_DOCUMENT PASSAGE_:

* * * * * * * * *

Nags Head Road, Ponders End, Enfield, Middlesex EN3
An interwar church designed by Joseph Goldie in a free Perpendicular style, competently handled but somewhat old-fashioned for its date.
In 1866 a small number workers were sent to Ponders End from Dundee to start a jute factory and to teach the local people the work. Several of the workers were Catholics and the nearest priests were at Tottenham or Waltham Cross. Fr Bronsgeest was appointed priest at Waltham Cross in 1876 and in 1887 obtained a house in Stanley Street for use as a school and also for a weekly Mass. In 1888 a piece of land was purchased in Alma Street and a temporary iron building erected for use as a school and church; the building had previously been used as a workshop at the Catholic Industrial School in Ilford. In 1890 a brick building was erected nearby to serve principally as a school.
Enfield and Ponders End were made a separate mission in 1899, but on the arrival of the Redemptorist Fathers at Edmonton they took on the responsibility for Ponders End. The present site in Nag’s Head Road was purchased by the Redemptorists in 1912 and another iron church was built. After the First World War in 1919 Fr Foley was appointed the first parish priest of Ponders End and shortly set about building the present church. The architect was Joseph Goldie, son of the architect for St Monica at Palmers Green (qv), built just before the First World War. The principal benefactor was a local man, Mr Hubberstey.
Description
The church is a free version of the Perpendicular Gothic style, with external walls of coursed sandstone rubble with stone ornaments and dressings and roof coverings of slate. The building is not orientated; the east end faces north. The plan comprises a long aisleless nave and sanctuary under a continuous pitched roof, with a turret and spire at the (liturgical) southwest corner. The west end has a wide shallow stone porch with a four-centred arch and a moulded four-centred doorway. The porch is flanked by small two-light windows under pointed arch heads and over the porch is a wide window of seven lights with two tiers of cusped openings and tracery in the head of the four-centred arch. At the southwest angle is a small octagonal tower rising from ground level with two tiers of single lights and a stone bell stage with eight cusped openings and a plain parapet, topped by a shingled spirelet. The south wall is divided into seven bays by stepped buttresses. The five nave bays have broad three-light windows with four-centred heads and Perpendicular tracery set high in the wall. The two sanctuary bays have shorter windows of similar type. The east wall has a seven-light two-tier window like that in the west wall.

* * * * * * * * *

_DATA RECORDS_:
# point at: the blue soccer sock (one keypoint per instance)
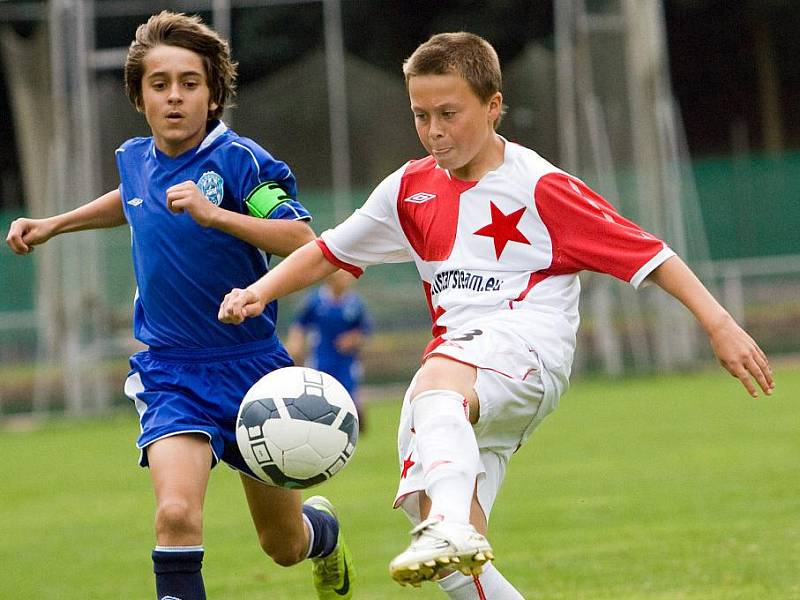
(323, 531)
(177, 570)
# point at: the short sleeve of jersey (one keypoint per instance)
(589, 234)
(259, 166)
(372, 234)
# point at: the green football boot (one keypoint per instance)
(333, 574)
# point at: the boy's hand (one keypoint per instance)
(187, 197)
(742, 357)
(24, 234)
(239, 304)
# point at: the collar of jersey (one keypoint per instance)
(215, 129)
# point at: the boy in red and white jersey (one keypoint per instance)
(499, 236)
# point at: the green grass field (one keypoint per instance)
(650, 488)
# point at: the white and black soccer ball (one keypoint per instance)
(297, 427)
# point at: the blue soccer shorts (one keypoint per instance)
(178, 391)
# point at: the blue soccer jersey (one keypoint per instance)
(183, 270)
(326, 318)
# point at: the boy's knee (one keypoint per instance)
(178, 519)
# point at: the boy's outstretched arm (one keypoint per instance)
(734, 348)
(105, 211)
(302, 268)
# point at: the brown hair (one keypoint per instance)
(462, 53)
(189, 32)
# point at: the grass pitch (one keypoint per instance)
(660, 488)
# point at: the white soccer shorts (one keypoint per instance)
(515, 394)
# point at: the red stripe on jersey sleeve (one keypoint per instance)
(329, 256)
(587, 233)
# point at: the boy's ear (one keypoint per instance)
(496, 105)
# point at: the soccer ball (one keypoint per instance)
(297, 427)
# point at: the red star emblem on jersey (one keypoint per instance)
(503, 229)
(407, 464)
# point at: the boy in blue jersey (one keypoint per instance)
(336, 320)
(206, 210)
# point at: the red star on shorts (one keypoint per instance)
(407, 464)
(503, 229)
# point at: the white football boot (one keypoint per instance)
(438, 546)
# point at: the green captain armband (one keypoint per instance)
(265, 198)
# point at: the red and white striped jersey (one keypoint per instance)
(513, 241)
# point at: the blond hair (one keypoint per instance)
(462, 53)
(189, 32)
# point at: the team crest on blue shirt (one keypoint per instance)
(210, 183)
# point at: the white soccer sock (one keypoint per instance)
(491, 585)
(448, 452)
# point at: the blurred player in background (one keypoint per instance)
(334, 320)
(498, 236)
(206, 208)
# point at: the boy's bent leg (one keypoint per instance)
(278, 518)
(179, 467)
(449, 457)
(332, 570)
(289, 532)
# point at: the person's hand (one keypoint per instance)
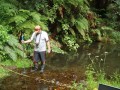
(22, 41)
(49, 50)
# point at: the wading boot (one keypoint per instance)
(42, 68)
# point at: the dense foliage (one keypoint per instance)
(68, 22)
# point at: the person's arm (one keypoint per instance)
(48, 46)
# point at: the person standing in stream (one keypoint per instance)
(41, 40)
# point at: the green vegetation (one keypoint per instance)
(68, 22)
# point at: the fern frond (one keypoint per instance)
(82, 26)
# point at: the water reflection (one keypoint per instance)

* * * * * * * * *

_STATED EXERCISE_: List every year written as a four-digit number in the church history above.

_EXERCISE RESULT_: 1866, 1876, 1887, 1888, 1890, 1899, 1912, 1919